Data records
.....
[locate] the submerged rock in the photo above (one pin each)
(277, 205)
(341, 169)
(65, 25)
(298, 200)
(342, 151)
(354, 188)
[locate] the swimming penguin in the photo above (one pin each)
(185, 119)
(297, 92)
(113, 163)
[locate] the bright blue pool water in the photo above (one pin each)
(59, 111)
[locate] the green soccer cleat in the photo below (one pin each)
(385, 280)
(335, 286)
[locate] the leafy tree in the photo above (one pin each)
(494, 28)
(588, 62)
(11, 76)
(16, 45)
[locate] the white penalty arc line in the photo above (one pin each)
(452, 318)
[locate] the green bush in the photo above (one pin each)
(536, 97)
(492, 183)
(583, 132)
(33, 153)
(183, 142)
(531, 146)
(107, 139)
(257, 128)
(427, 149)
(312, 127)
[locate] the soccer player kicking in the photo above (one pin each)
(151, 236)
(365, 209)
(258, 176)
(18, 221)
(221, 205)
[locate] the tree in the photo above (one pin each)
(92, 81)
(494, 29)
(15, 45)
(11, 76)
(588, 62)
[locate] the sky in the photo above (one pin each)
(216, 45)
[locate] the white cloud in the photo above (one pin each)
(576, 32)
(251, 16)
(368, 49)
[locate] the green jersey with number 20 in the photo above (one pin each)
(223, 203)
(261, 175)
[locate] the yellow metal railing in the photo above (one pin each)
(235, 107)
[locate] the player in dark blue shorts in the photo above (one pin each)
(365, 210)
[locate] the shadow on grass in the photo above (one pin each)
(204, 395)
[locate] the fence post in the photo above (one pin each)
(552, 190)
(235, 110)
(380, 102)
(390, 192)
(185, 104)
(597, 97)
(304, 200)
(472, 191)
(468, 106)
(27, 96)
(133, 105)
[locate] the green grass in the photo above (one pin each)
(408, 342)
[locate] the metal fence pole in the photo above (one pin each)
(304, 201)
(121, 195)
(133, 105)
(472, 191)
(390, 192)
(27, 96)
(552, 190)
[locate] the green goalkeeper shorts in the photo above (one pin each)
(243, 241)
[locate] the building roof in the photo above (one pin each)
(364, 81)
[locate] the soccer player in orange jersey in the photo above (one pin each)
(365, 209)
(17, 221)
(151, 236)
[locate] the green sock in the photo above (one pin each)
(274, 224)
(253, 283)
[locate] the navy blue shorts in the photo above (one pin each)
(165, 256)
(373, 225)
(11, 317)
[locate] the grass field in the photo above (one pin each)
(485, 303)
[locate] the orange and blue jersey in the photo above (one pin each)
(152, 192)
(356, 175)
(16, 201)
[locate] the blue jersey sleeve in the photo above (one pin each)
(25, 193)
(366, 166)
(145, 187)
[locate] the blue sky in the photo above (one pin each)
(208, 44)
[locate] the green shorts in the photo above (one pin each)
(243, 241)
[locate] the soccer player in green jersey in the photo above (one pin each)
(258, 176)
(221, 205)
.....
Task item
Here the answer is the exact run of lines above, from the line with "[locate] the soccer player in orange" down to the last, and nothing else.

Task output
[locate] the soccer player in orange jersey in the photo above (one pin each)
(365, 209)
(17, 221)
(151, 236)
[locate] the green sock in the photo above (one pin each)
(274, 224)
(253, 283)
[locate] the navy blue shorts in the photo above (one pin each)
(165, 256)
(373, 225)
(11, 317)
[locate] the grass field in the photo above (one pin each)
(485, 303)
[locate] the orange and blue jersey in the photo above (one pin each)
(152, 192)
(356, 175)
(16, 201)
[locate] the blue jersey sleeve in the photo above (one pin each)
(25, 193)
(366, 166)
(145, 187)
[locate] the blue sky in the photo above (one pin each)
(208, 44)
[locate] the green shorts in the photo above (one pin each)
(243, 241)
[locate] the soccer player in green jersey in the photo above (one pin each)
(258, 176)
(221, 205)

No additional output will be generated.